▸ **SOURCE DOCUMENT**
=== Begin Enclosure ===

Bill Nye was best known for hosting the science program “Bill Nye the Science Guy.” The funny thing about Nye is that he’s not a Ph.D.-credentialed scientist. I bring this up because evolutionists don’t consider anybody an authority on the subject of evolution unless they have a Ph.D. and have peer-reviewed articles. He has a number of honorary Doctor of Science degrees.

In 2010, Nye received the 2010 Humanist of the Year Award from the American Humanist Association, so we know his worldview commitment. There’s a lot to protect by dismissing anything  that might call into question the operating assumptions of atheistic, materialistic  evolution.

Nye enhanced his public notoriety by debating Ken Ham of Answers in Genesis on February 4, 2014. It was not a very good debate. Ham missed a great opportunity to slam the door on Nye but couldn’t resist debating points that the typical audience could not assimilate. The majority of people need to see things in basic contrast. Ham should have shown the impossibility of evolution from pond scum to the majesty of man, “fearfully and wonderfully made” (Ps. 139:14). He should have forced Nye into an unprovable corner.

=== End Enclosure ===

▸ **GIVEN DATA**
=== Begin Enclosure ===

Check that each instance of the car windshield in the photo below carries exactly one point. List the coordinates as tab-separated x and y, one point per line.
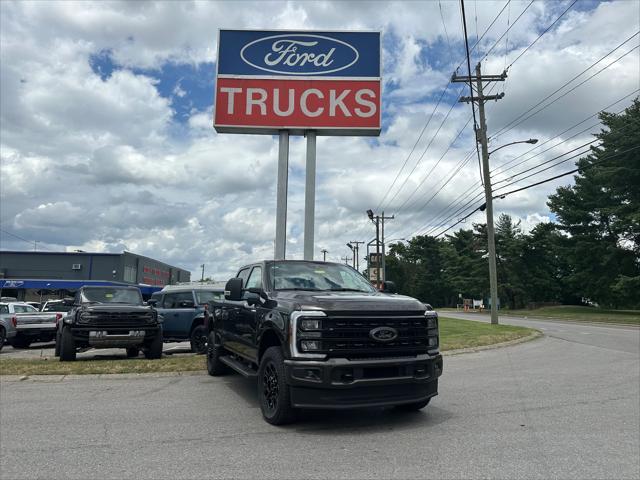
317	276
56	307
111	295
206	296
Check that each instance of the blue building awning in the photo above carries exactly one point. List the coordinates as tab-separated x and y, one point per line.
39	284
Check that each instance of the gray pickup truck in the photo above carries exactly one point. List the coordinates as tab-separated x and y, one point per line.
21	324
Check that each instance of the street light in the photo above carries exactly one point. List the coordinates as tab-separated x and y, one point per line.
491	239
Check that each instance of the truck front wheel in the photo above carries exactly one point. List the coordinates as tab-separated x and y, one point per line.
273	391
67	346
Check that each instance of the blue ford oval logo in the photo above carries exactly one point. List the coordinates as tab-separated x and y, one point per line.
384	334
299	54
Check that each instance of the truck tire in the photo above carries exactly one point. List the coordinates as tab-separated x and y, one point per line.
20	342
214	351
273	391
413	407
133	352
67	346
198	339
154	350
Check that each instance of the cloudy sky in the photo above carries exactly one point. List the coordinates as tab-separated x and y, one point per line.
107	141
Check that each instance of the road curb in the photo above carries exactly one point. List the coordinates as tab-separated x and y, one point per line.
107	376
536	334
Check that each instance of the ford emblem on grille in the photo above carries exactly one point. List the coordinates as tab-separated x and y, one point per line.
384	334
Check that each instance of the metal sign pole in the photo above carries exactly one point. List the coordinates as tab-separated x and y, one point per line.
310	196
281	204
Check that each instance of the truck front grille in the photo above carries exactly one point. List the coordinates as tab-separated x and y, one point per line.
117	319
349	335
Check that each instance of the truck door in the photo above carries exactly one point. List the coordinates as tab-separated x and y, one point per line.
248	315
178	309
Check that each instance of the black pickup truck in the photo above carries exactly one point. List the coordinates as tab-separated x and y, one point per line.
319	335
109	317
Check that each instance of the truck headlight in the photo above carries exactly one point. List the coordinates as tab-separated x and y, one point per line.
310	345
310	324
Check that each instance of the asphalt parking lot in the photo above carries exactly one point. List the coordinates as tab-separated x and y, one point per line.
564	406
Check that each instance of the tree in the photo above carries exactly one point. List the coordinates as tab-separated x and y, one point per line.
601	214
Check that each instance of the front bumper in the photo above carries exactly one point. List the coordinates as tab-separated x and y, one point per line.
341	383
109	337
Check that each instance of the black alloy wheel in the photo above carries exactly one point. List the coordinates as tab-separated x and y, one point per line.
273	391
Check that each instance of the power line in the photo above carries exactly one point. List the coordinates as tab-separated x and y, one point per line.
502	166
506	127
473	107
579	169
540	36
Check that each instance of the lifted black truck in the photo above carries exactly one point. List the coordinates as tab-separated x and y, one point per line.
109	317
319	335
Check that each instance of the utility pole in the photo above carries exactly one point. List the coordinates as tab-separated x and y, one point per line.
481	137
384	263
356	250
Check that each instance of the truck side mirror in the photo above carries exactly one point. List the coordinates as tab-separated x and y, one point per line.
389	287
233	290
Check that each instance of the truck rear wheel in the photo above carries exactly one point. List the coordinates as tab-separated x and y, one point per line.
214	351
273	391
154	350
67	346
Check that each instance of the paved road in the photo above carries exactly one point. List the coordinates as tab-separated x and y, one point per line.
565	406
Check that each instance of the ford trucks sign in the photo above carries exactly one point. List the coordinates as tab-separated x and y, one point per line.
272	80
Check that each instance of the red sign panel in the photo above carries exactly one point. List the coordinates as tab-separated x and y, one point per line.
289	104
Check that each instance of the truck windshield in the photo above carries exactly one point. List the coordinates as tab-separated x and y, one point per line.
206	296
111	295
317	276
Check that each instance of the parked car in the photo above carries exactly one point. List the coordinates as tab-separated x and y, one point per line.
319	335
109	317
185	312
7	325
30	324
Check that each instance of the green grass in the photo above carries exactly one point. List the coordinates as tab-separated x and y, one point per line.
454	334
576	313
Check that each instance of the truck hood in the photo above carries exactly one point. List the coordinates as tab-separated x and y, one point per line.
348	301
115	308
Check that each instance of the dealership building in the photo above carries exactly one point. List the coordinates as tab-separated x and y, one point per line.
24	274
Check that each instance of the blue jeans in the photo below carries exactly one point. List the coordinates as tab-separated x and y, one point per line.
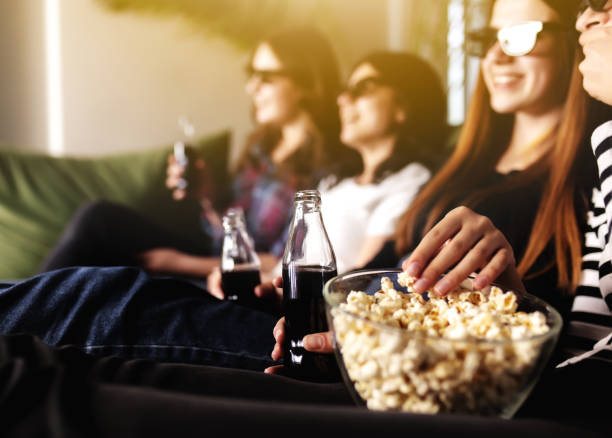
126	312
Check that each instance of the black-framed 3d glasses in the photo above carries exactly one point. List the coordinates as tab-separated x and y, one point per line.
516	40
596	5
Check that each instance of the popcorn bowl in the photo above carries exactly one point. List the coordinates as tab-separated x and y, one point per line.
475	352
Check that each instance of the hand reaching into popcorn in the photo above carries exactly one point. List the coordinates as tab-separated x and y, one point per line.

=== End Enclosure ===

▸ **WHAT THE TASK ASKS**
Pick up the piece about Bill Nye and his debate with Ken Ham after its final sentence, and keep writing it in the same voice. None of the items here are needed for what comes next.

▸ **SOLVED EXERCISE**
Unfortunately, Ken Ham did not take my advice. Here’s what I wrote:

“Evolutionists must demonstrate (1) the origin of matter out of nothing (a topic they rarely want to talk about), (2) how inorganic matter evolved into organic matter (abiogenesis, life from nonlife, spontaneous generation which was disproved more than 150 years ago), (3) the origin of complex information and its meaningful organization (DNA programming for millions of life forms), and (4) a genetic explanation for why it is mandatory that anyone be moral or how morality can arise out of matter. If these four points cannot be demonstrated scientifically as well as observationally, then evolution is nothing more than a modern-day form of alchemy.”

Since then, Nye has been saying some rather ridiculous things about people who are skeptical of molecule to man evolution. Here’s his latest:

“The biggest danger creationism plays, according to Bill Nye the ‘Science Guy,’ is that it is raising a generation of children who ‘can’t think’ and who ‘will not be able to participate in the future in same way’ as those who are taught evolution.”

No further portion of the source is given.